THE REQUEST
Copy out every line in the listing below that contains the word "handle".

--- begin PROVIDED ENTRIES ---

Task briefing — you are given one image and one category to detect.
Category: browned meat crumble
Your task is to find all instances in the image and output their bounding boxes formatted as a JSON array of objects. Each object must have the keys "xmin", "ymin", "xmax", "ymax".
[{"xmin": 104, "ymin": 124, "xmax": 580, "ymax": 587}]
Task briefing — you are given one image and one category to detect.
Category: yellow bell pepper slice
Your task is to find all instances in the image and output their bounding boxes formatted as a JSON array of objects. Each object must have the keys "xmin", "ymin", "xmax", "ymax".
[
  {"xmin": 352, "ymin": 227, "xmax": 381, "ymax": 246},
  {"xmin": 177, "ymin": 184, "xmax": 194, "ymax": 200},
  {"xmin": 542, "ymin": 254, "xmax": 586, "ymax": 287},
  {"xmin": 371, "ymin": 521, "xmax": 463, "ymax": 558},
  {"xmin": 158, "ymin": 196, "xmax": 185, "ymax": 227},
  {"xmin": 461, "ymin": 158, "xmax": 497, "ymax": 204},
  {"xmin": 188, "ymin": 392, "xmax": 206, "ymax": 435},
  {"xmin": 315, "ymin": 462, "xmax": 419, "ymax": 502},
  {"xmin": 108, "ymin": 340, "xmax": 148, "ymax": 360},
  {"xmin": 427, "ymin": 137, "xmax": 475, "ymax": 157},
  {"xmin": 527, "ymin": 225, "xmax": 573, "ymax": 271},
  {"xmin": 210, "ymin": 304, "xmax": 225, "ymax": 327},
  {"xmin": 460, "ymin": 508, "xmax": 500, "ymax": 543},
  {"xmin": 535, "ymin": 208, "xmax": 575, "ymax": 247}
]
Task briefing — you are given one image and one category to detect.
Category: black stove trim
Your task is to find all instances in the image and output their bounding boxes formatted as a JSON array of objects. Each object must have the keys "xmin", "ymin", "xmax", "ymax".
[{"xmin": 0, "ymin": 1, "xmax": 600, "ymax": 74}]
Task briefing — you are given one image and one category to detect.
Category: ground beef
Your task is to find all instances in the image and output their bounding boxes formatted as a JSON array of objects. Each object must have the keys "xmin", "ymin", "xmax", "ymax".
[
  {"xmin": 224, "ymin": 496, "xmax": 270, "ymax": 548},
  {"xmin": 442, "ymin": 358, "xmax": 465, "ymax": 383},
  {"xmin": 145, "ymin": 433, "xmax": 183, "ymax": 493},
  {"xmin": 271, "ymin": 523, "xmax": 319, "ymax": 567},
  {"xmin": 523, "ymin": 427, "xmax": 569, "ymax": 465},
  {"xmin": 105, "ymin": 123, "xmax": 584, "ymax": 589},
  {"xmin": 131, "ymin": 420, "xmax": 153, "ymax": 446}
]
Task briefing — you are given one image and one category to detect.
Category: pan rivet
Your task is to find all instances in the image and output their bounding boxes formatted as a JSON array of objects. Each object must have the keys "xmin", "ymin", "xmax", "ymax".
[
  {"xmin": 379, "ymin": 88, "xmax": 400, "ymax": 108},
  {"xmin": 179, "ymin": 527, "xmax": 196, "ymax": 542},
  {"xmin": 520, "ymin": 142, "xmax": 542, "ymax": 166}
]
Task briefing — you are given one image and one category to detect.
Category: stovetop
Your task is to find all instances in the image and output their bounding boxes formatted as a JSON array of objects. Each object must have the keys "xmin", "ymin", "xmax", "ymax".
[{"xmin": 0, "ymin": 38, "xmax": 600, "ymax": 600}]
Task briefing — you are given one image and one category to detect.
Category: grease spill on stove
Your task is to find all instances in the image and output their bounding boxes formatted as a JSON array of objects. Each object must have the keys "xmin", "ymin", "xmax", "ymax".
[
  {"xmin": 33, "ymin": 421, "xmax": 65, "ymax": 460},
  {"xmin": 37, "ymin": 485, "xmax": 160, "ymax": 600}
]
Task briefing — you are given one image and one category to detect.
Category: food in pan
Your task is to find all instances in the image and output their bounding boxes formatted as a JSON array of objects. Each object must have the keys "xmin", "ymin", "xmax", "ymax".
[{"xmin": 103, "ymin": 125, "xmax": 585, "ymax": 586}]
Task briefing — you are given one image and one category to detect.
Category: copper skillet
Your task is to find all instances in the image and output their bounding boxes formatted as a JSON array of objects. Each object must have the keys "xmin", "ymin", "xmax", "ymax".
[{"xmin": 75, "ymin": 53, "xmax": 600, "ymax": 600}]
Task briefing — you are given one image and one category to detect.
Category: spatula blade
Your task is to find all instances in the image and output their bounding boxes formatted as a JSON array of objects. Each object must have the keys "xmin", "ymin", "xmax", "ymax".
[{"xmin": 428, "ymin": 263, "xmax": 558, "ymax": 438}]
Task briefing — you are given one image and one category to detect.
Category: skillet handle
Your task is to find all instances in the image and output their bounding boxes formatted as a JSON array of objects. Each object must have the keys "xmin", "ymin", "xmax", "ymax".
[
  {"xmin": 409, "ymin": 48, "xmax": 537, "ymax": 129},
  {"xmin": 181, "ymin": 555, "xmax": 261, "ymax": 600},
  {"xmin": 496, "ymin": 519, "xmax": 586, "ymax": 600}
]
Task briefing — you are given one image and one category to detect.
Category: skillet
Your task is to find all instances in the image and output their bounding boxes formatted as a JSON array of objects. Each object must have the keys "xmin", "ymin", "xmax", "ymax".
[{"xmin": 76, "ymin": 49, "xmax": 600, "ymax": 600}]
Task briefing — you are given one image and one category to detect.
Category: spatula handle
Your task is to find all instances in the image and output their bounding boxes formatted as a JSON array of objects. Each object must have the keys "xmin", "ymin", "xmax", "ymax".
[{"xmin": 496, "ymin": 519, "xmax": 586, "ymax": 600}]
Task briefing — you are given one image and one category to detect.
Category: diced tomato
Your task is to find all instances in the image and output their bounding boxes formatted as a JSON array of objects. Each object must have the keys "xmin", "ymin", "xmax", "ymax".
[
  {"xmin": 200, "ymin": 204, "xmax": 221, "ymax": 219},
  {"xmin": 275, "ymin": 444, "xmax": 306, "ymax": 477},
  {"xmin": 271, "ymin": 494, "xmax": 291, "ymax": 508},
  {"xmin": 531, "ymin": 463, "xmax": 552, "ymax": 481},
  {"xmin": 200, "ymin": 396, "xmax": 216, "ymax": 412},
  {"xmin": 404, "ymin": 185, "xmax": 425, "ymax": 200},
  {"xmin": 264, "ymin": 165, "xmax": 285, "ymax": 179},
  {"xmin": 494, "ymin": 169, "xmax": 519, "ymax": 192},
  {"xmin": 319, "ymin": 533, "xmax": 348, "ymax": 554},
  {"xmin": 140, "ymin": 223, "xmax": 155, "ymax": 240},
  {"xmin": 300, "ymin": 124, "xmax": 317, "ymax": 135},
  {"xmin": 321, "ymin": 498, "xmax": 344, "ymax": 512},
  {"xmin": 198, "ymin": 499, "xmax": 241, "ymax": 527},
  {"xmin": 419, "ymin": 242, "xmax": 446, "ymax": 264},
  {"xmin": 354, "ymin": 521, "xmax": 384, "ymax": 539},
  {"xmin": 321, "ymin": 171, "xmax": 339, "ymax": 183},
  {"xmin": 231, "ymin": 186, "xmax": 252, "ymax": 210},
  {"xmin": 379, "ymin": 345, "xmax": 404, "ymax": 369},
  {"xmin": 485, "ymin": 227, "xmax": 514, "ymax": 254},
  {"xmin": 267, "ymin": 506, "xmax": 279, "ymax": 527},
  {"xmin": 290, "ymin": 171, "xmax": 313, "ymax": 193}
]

--- end PROVIDED ENTRIES ---

SOLUTION TO THIS TASK
Category: skillet handle
Category: spatula handle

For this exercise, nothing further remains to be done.